LIST OF TASKS:
#1 In the oil price report, reproduce the passage that begins at the words "LONDON, March 3" and stops after "June at US$77.53.".
#2 According to the oil price report, what share of the world's oil and liquefied natural gas typically passes through the Strait of Hormuz?
#3 Write the next part of the oil price report, starting after its last sentence.

LONDON, March 3 — Crude oil benchmarks rose about 8 per cent today, soaring for a third session as the US-Israeli conflict with Iran widens, disrupting fuel shipments and heightening fears of further Middle East oil and gas supply disruption.

Brent crude futures were up US$6.05 (RM23.9), or 7.8 per cent, at US$83.79 a barrel by 1143 GMT after touching their highest since July 2024 at US$85.12.

US West Texas Intermediate crude gained US$5.31, or 7.5 per cent, to US$76.54 after hitting its highest since June at US$77.53.

The US and Israeli air war against Iran has widened since Israel’s first attacks on Saturday, with Israel attacking Lebanon, and Iran responding with strikes against energy infrastructure in Gulf countries and tankers in the Strait of Hormuz, through which a fifth of the world’s oil and liquefied natural gas typically passes.

Tankers and container ships are avoiding the waterway after insurers cancelled coverage for vessels and global oil and gas shipping rates soared. Concerns increased after Iranian media reported yesterday that a senior Iranian Revolutionary Guards official said the Strait of Hormuz is closed, warning ⁠that Iran will fire on any ship trying to pass.

“While ⁠there are concerns about oil flows through the Strait of Hormuz, a ⁠greater risk to the market would ⁠be Iran targeting additional ⁠energy infrastructure in the region. This could lead to more prolonged outages,” ING analysts said in a note.

DATASET EXCERPTS:
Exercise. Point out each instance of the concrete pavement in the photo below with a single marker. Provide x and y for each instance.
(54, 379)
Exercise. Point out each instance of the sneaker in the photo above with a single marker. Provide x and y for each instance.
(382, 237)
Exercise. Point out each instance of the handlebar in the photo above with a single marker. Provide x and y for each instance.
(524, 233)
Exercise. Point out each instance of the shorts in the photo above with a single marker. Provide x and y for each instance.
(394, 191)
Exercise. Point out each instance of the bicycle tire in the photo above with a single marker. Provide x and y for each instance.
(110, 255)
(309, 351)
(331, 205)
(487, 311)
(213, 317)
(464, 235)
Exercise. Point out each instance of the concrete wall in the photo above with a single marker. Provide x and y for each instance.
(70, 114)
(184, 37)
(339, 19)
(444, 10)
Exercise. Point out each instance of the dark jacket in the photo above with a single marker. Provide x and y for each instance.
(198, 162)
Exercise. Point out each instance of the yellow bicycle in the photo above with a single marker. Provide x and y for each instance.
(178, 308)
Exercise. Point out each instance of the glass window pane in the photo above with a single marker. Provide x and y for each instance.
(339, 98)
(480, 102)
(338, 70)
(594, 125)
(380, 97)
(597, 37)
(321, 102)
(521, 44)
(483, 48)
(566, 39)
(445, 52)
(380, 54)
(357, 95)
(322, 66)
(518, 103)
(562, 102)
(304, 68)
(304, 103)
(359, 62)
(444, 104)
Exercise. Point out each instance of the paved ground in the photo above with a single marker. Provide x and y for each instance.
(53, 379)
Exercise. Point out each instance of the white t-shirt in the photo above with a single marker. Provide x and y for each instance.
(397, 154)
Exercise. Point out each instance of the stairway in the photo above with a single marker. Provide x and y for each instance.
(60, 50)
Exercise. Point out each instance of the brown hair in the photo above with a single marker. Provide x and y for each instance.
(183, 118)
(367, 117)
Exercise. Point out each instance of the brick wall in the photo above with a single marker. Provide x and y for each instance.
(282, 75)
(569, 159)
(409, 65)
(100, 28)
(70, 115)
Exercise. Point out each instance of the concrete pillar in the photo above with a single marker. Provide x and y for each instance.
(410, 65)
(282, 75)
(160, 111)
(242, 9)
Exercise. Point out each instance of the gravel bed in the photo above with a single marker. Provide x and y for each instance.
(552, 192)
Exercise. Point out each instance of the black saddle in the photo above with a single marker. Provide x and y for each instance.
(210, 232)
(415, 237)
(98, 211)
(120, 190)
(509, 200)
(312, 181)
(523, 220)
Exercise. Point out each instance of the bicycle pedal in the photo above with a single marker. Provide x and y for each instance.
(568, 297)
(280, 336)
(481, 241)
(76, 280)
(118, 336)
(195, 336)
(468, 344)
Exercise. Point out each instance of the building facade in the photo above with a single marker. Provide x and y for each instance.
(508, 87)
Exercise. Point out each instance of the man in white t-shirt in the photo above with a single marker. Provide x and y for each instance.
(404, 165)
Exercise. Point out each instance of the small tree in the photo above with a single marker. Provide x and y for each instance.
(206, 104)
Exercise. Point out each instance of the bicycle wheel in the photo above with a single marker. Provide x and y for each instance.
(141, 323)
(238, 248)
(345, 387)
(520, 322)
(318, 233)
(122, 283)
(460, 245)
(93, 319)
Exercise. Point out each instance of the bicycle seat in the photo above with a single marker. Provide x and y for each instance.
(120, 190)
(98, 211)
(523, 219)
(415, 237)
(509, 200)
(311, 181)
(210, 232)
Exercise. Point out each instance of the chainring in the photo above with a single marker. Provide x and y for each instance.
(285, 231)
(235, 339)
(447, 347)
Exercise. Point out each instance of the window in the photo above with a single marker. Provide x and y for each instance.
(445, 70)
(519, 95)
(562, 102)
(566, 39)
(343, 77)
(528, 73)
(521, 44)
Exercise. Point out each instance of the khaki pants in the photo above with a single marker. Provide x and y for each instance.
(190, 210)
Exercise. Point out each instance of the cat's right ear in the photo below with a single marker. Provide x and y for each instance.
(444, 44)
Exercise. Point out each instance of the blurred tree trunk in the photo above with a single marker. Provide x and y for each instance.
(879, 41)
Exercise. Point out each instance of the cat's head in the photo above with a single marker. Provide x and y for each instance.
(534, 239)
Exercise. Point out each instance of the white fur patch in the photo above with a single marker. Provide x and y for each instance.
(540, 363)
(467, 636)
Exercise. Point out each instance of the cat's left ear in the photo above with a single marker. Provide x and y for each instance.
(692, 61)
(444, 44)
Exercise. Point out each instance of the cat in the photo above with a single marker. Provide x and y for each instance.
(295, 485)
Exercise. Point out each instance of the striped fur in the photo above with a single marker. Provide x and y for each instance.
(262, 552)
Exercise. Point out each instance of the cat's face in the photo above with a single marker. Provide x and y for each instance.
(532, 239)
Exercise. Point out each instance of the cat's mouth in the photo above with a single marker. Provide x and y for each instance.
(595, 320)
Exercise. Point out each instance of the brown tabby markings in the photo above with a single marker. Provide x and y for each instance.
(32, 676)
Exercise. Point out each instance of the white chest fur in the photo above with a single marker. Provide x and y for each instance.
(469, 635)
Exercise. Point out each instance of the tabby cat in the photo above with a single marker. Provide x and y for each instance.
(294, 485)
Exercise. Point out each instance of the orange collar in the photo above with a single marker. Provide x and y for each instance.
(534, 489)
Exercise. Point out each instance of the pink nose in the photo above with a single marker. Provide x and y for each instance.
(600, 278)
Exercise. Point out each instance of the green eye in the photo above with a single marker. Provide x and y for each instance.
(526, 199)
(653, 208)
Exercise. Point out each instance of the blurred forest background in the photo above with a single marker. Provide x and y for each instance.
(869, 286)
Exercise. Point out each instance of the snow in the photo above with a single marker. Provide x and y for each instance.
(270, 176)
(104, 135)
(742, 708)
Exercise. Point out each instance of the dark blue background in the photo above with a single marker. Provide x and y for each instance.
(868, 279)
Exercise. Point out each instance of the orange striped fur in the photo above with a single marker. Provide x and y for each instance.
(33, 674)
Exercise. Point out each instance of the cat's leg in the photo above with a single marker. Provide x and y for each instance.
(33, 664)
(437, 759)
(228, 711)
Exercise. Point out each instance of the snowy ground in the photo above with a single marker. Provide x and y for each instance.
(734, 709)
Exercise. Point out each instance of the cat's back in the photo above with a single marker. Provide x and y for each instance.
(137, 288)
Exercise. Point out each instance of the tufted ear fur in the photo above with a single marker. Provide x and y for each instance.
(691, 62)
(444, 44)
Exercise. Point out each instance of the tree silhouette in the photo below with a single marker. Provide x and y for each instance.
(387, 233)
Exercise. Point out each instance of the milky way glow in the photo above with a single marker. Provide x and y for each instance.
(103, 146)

EXPECTED OUTPUTS:
#1
LONDON, March 3 — Crude oil benchmarks rose about 8 per cent today, soaring for a third session as the US-Israeli conflict with Iran widens, disrupting fuel shipments and heightening fears of further Middle East oil and gas supply disruption.

Brent crude futures were up US$6.05 (RM23.9), or 7.8 per cent, at US$83.79 a barrel by 1143 GMT after touching their highest since July 2024 at US$85.12.

US West Texas Intermediate crude gained US$5.31, or 7.5 per cent, to US$76.54 after hitting its highest since June at US$77.53.

#2 A fifth.

#3
United Arab Emirates authorities are dealing with a serious fire at Fujairah port, state media said today. Iraq’s Kirkuk ⁠crude oil loadings at Turkey’s Ceyhan port stopped on Tuesday, a shipping source told Reuters.

Since the start of attacks across the region, oil and gas infrastructure in several countries has been shut down because of damage or as a precautionary measure. Qatar has stopped liquefied natural gas production, Israel has stopped production at some gas fields, Saudi Arabia shut its biggest refinery and output in Iraqi Kurdistan has virtually ceased.

In ⁠gas markets, benchmark Dutch contracts, British gas prices and European and Asian LNG prices all jumped. Analysts expect oil prices to remain elevated over the coming days while markets focus on the impact ⁠of the escalating conflict.

Bernstein yesterday raised its 2026 Brent oil price assumption to US$80 a barrel from US$65 but said ⁠that prices could reach US$120-US$150 ⁠in an extreme case of prolonged conflict.

Refined product futures are also gaining because Middle East processing facilities are at risk.

US ultra-low-sulfur diesel futures were up more than 11 per cent at US$3.22 a gallon after reaching a two-year high yesterday. Gasoline futures were up 5 per cent at US$2.49 a gallon.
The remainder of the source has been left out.